*TEXTE DE LA PAGE:*
-*-*-
Après le déluge

À Saint-Martin, la France a « déployé » les mêmes troupes qu’elle avait affectées naguère à la « pacification » de l’Algérie.

Sébastien Fontenelle  • 13 septembre 2017 abonné·es
Après le déluge
© photo : Martin BUREAU / AFP

Généralement, après une catastrophe « naturelle [1] », on envoie des secours. Des pompiers, genre. Mais, après que l’ouragan Irma a ravagé Saint-Martin, la France y a aussi « déployé », au nombre des secouristes et en sus d’un « renfort » de plusieurs centaines de gendarmes, des légionnaires et des paras de l’infanterie de marine [2] : les mêmes troupes, donc, qu’elle avait, parmi d’autres, affectées naguère à la « pacification » de l’Algérie insurgée.

Cette fois, il est plutôt question de « sécurisation ». Car l’île serait, si l’on en croit du moins la presse mainstream, et par exemple Le Figaro – qui ne cesse depuis quelques jours de le répéter presque à chaque heure pour mieux s’étonner ensuite de ce que ses habitant-e-s prêtent l’oreille à de folles « rumeurs » –, livrée à des « pilleurs » qui auraient même dévalisé sa seule armurerie, et qui profiteraient du désastre pour s’équiper en petit et moins petit électroménager. Tu lis tout ça – qui véhicule un imaginaire colonial de niveau 9 –, tu flippes salement, parce qu’en vrai personne n’a vraiment envie de croiser dans des rues dévastées des mecs qui tirent sur tout ce qui bouge en hurlant qu’ils veulent des écrans plats.
-*-*-
*LIGNES DE DONNÉES:*
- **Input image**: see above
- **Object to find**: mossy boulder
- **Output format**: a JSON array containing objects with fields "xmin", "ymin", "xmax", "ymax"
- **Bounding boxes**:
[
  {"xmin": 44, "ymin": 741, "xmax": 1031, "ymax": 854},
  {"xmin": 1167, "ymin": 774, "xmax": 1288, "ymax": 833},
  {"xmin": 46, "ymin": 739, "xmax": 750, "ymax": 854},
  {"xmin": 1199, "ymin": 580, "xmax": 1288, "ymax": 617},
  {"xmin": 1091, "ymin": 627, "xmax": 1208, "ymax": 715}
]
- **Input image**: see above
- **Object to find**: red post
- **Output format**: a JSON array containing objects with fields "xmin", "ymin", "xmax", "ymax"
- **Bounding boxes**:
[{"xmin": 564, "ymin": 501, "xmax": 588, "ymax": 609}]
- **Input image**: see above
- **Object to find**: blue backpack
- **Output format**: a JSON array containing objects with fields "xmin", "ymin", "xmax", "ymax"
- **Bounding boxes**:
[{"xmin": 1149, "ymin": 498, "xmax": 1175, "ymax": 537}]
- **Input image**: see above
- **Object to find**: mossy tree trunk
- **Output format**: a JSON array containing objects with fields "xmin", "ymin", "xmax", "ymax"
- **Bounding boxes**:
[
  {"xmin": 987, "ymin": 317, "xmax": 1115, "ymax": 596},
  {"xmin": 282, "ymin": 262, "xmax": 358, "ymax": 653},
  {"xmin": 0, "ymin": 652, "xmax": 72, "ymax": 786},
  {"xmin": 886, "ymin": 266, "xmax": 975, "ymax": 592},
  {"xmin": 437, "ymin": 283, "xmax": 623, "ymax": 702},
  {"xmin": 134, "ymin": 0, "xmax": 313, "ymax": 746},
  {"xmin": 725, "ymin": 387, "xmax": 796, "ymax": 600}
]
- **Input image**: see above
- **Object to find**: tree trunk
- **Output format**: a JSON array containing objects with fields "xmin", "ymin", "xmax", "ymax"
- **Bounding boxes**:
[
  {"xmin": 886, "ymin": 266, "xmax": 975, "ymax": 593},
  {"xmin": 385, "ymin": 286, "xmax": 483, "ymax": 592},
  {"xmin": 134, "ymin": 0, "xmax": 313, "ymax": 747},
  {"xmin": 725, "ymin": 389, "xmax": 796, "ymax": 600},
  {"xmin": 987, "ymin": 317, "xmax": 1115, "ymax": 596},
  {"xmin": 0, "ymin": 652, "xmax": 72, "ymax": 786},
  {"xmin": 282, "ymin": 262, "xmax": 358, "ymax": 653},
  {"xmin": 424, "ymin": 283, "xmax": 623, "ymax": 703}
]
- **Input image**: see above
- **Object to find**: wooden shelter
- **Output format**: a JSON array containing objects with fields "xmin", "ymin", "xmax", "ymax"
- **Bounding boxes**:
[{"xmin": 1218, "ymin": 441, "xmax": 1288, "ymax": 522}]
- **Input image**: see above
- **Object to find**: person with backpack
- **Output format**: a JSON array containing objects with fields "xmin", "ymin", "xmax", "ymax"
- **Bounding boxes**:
-*-*-
*CONSIGNES ÉCRITES:*
(a) D'après l'article sur Saint-Martin après l'ouragan Irma, quelles troupes la France a-t-elle déployées sur l'île en plus du renfort de gendarmes ?
(b) Poursuivez l'article sur Saint-Martin après l'ouragan Irma à la suite de sa dernière phrase.

*LES RÉPONSES:*
(a) Des légionnaires et des paras de l'infanterie de marine.

(b)
Puis tu écoutes les témoignages de Saint-Martinois(e)s qui ont tout perdu dans l’ouragan et qui n’ont pas, eux, les moyens de se replier ailleurs – et tu les entends expliquer qu’en fait de « pillages » ils procèdent principalement, après avoir constaté que la France était peut-être moins empressée de leur envoyer des vivres que des troupes d’élite, et à la fin de ne pas crever complètement, au prélèvement de quelques denrées de base, et que « c’est plus du vol, c’est de la survie [3] ».

Puis tu te remémores que l’île voisine de Saint-Barthélémy, également – mais moindrement – touchée par le cyclone, bénéficie d’une (non-)fiscalité si avantageuse qu’elle attire les milliardaires comme l’aimant la limaille.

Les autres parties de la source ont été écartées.